Requirement: Write what comes next in the "About Me" text, picking up right after its final sentence.

Passage provided:
↓↓↓

About Me
(Rev.) Deb Hansen, M.A., M.Div.
Work
After an unanticipated career with IBM, I’ve been companioning individuals doing inner work for over fifteen years. I continue to use skills and approaches from career coaching with a large outplacement firm and my life and leadership coaching practice. My experience in spiritual care as a hospital chaplain and as a spiritual companion took my work to a deeper level. I’ve also worked as a volunteer in other hospital, hospice, and a variety of organizational settings. As a hospice volunteer, I’ve offered Reiki in addition to spiritual support to patients and family members.
Soul work best describes the work I do with people today. It can be deep, healing, and life-changing—and reflects the on-going and uncomfortable transformation happening in the world today. My education included a coach training program, study of the world’s wisdom traditions with Interfaith ordination at The Chaplaincy Institute, and a Masters in Divinity focused on justice from Starr King. I loved the coursework I did at many of the schools of the Graduate Theological Union that included earth ethics as justice. For the past seven years, I’ve been steeping in the emerging potential of the collective healing movement, particularly the work of Thomas Huebl.
The work I do with people continues to be my most important teacher.
Life
I often describe myself as a life-long border-crosser when it comes to culture, language, religion, ethnicity, and worldview. From the U.S./Mexico border and beyond, to the spiritual “borders” of the world’s wisdom traditions, to the lines we create in the sand with our personal and cultural biases and experience, I am drawn to building bridges of understanding between peoples and healing divides. I see the world as a web of relationships and the process of individual and collective transformation as life endlessly renewing itself.

↑↑↑

Point localization listing:
↓↓↓

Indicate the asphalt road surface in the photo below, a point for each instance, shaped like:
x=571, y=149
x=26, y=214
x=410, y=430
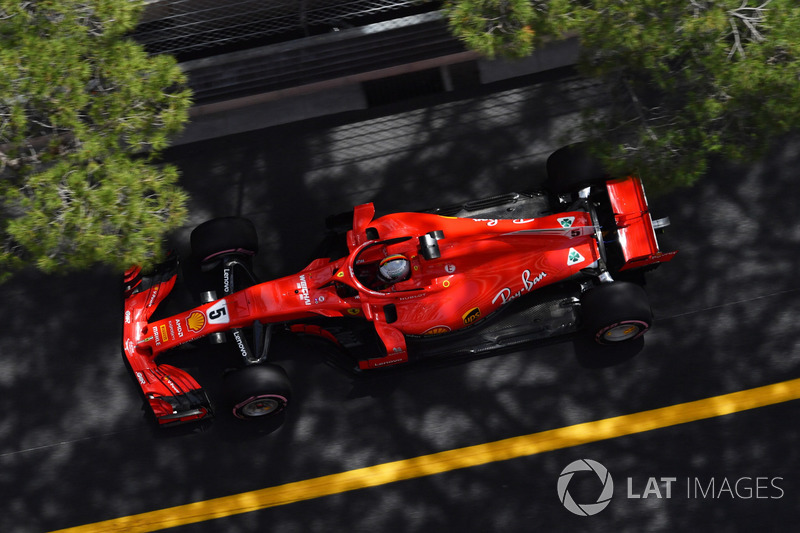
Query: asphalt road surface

↑↑↑

Answer to this exercise:
Having been part of a multi-faith delegation to Palestine – Israel in the fall of 2024, I find myself increasingly drawn to the work of peace, relationship, repair, and reconciliation.
I am also a first-time author. Borderlands: Stories from an El Paso Shelter is a memoir of my first three winters working in a network of shelters at the U.S./Mexico border. I’ve now spent a total of five winters there offering hospitality and practical support to people seeking refuge from violence, poverty, and political and climate instability.
My path has been like a labyrinth, a path of twists and turns – purposeful only in hindsight. I imagined myself teaching French in higher education, but it was a difficult job market at the time. I never saw myself in the business world, so it was a surprise to find myself in the corporate world. I did creative work with IBM for many years in marketing, product management, and communications. It included a stint in Paris at IBM’s Headquarters for Europe, Middle East, and Africa. After leaving the business world and training and practicing as a coach, my work with people was deepening into spiritual territory. The path eventually led me to a creative Interfaith seminary and hospital chaplaincy in Detroit. I wish I had gotten into this remarkable work earlier in life.
I have a deep reverence for the land and waters of northern Michigan and to the seasons and cycles of the earth calendar. I became more involved in the African American and other activist communities in Detroit, as well as the communities of Indigenous peoples of the north country. I have a strong connection to life in northern Michigan where I spend half the year before returning to El Paso, Texas for my seasonal work at the border.